This case involves a severely obese male weighing over 400 pounds with a past medical history of HTN, CAD, and Diabetes who was admitted to hospital for elective sleeve gastrectomy. After being discharged to his home the patient immediately complained of nausea and diarrhea. He proceeded to call the surgeon who advised him to take antibiotics. The intra-operative notes do not indicate that a running of the bowel was performed. The intra-operative notes further indicate a laceration of the liver from the retractor. Radiographic testing revealed dilation of the small bowel with evidence of a small bowel obstruction and possible small bowel ischemia. The patient went into renal failure and was diagnosed with a severe C-difficile infection. The surgeon performed an exploratory laporotomy for resection of the bowel. The surgeon identified bowel necrosis, fibrinous exudate on much of the bowel and identified a perforation. The patient died due to complications of C-Diff and malnutrition due to resection of a significant amount of bowel.
Question(s) For Expert Witness
- 1. Is the failure to run the bowel a departure from good and accepted medical practice following elective sleeve gastrectomy?
- 2. Was this patient a viable candidate for elective sleeve gastrectomy?
Expert Witness Response E-004817
If the surgical note indicates that there was a laceration during the procedure and some bleeding was noticed to be coming from an unidentified source, then it would indeed be a failure not to run the bowel to identify and stop the bleed. Contraindications to bariatric surgery include illnesses that greatly reduce life expectancy and are unlikely to be improved with weight reduction, including advanced cancer and end-stage renal, hepatic, and cardiopulmonary disease. This patient was severely obese and seemed to have multiple comorbidities but I do believe that the benefits of proceeding with this surgery far outweighed the risks.

● INPUT DATA
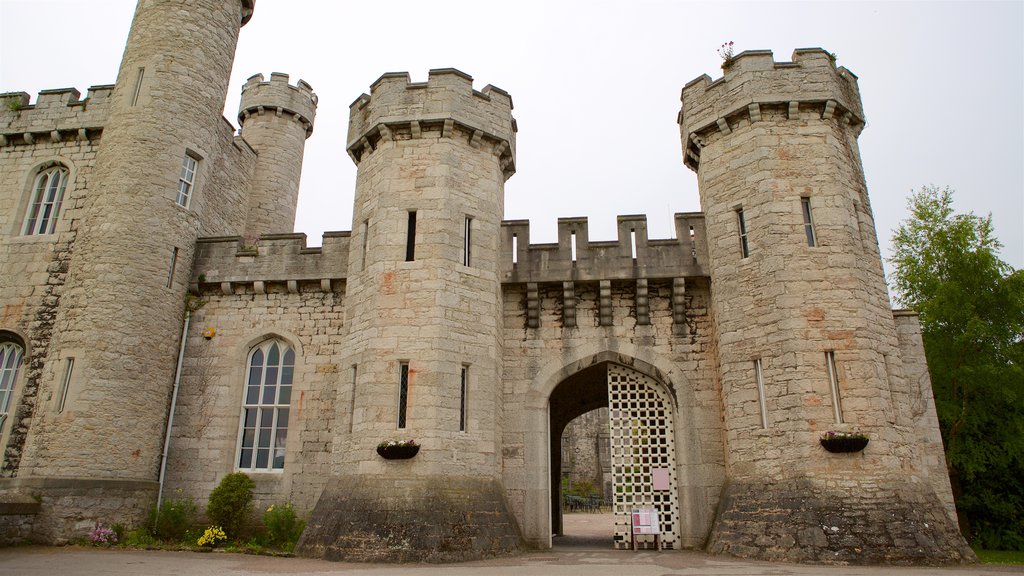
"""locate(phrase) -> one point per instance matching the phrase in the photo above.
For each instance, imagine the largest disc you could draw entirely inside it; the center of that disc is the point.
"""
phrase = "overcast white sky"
(596, 90)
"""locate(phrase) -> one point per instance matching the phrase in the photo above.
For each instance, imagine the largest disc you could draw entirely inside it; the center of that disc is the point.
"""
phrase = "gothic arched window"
(47, 193)
(265, 406)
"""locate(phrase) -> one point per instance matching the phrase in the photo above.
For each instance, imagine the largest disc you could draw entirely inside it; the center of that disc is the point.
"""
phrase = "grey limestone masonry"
(764, 322)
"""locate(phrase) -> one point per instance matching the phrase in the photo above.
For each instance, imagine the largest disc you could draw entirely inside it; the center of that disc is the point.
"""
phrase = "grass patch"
(1000, 557)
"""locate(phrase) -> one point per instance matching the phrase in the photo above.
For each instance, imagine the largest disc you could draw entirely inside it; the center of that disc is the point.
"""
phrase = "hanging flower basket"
(843, 442)
(397, 449)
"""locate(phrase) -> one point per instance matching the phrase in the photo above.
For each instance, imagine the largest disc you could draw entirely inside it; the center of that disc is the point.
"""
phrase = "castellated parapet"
(398, 108)
(631, 256)
(276, 118)
(809, 85)
(57, 116)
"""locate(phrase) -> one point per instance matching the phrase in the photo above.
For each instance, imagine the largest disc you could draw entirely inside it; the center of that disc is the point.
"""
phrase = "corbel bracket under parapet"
(604, 291)
(568, 304)
(679, 302)
(532, 305)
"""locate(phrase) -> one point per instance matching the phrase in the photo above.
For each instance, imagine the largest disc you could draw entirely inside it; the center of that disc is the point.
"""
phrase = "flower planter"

● YOUR INSTRUCTIONS
In the sleeve gastrectomy case, what did the intra-operative notes show happened to the patient's liver?

● RESULT
The liver was lacerated by the retractor.